Written instruction: Edit the records below by putting "inspect" wherever "examine" occurs, keeping all other text unchanged.
=== Records for the task ===
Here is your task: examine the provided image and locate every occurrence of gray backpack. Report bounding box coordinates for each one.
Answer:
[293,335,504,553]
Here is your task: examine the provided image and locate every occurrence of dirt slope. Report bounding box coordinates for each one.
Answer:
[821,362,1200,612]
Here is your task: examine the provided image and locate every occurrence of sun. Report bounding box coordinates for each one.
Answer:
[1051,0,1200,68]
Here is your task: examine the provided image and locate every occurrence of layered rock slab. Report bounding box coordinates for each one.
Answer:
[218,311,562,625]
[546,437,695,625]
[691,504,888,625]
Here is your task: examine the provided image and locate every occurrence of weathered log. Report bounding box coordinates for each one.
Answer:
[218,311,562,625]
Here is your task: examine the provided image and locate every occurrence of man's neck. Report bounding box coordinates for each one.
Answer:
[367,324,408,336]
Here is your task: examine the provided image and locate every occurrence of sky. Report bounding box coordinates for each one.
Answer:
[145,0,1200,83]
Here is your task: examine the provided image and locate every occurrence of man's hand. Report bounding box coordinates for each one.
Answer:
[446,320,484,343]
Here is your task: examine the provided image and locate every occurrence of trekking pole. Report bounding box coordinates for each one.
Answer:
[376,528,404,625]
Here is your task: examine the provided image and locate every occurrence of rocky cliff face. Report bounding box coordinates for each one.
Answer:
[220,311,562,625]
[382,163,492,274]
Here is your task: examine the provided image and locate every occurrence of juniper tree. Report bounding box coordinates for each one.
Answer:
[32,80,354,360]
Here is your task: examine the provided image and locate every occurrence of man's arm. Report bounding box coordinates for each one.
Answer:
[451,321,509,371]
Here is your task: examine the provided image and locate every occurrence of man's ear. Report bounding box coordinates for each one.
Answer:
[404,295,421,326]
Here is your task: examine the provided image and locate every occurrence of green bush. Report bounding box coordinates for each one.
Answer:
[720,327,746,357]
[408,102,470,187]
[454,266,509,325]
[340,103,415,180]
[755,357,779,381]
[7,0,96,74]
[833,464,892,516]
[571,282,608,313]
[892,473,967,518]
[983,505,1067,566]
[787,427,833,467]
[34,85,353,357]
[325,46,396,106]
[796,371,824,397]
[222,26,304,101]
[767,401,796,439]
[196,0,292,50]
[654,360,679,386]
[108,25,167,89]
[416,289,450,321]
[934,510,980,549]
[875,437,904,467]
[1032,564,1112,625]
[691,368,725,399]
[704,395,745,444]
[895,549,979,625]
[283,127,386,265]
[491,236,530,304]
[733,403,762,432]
===
Answer for this exercise:
Here is your task: inspect the provided image and locate every occurrence of gray backpack. Report bounding box coordinates for each one.
Answer:
[293,335,504,553]
Here is your task: inspect the provided image and locate every occurrence of dirt slope. Report bounding box coordinates for each one.
Answer:
[821,362,1200,612]
Here is your task: inspect the provided image and locate every occurrence of sun. Report bounding box coordinates for each one.
Answer:
[1051,0,1200,68]
Here is your task: inspect the provided image and locate every occurrence of layered rock slab. Report bounding box coordinates for each one.
Answer:
[218,311,562,625]
[546,437,695,625]
[691,504,888,625]
Here is your task: inspect the provided image and locate every occurrence of weathered log. Report bounding box coordinates for each one.
Answer:
[218,311,562,625]
Here is your task: inspect the provided image and locate every occurrence of man's neck. Report bounding box coordinates for each one.
Answer:
[367,324,408,336]
Here is your task: inspect the provided image and locate every occurrence of sky. Report bounding box coordinates for each one.
Answer:
[145,0,1200,83]
Here is your task: inspect the provided image and locate every occurrence of man's hand. Report bounding box coordinates for each one.
Answer:
[446,320,484,343]
Here is your task: inspect the provided image and locate every occurrence of trekking pole. Report bounding box coordinates for each one.
Answer:
[376,528,404,625]
Here is your task: inspect the provided image and locate every occurrence of rocky cliff face. Report bounding box coordinates for each one.
Answer:
[220,311,562,625]
[382,163,492,274]
Here is your task: inspect the provided image and locate every occurrence of juniper tree. Report bounding box coordinates for each one.
Answer:
[32,80,354,360]
Here is your task: inspect the provided image and locate every occurrence of man's arm. Report bounding box coordinates for each one.
Answer:
[451,321,509,371]
Here is your task: inspect the provided image and locate every occurrence of man's ear. Report bounding box coordinates for each one.
Answer:
[404,295,421,326]
Here is your task: inspect the provided image and locate every occurrence of green bush. Report bounding box coordinates for each one.
Answer:
[720,327,746,357]
[408,102,470,187]
[454,266,509,325]
[340,103,415,180]
[755,357,779,381]
[7,0,96,74]
[833,464,892,516]
[571,282,608,313]
[892,473,967,518]
[983,505,1067,566]
[787,427,833,467]
[34,85,353,357]
[325,46,396,106]
[796,371,824,397]
[222,26,304,101]
[767,401,796,439]
[196,0,292,50]
[654,360,679,386]
[108,25,167,89]
[416,289,450,321]
[934,510,980,549]
[875,437,904,467]
[1032,564,1112,625]
[691,368,725,399]
[704,395,745,444]
[895,549,979,625]
[283,127,386,265]
[491,236,530,304]
[733,403,762,432]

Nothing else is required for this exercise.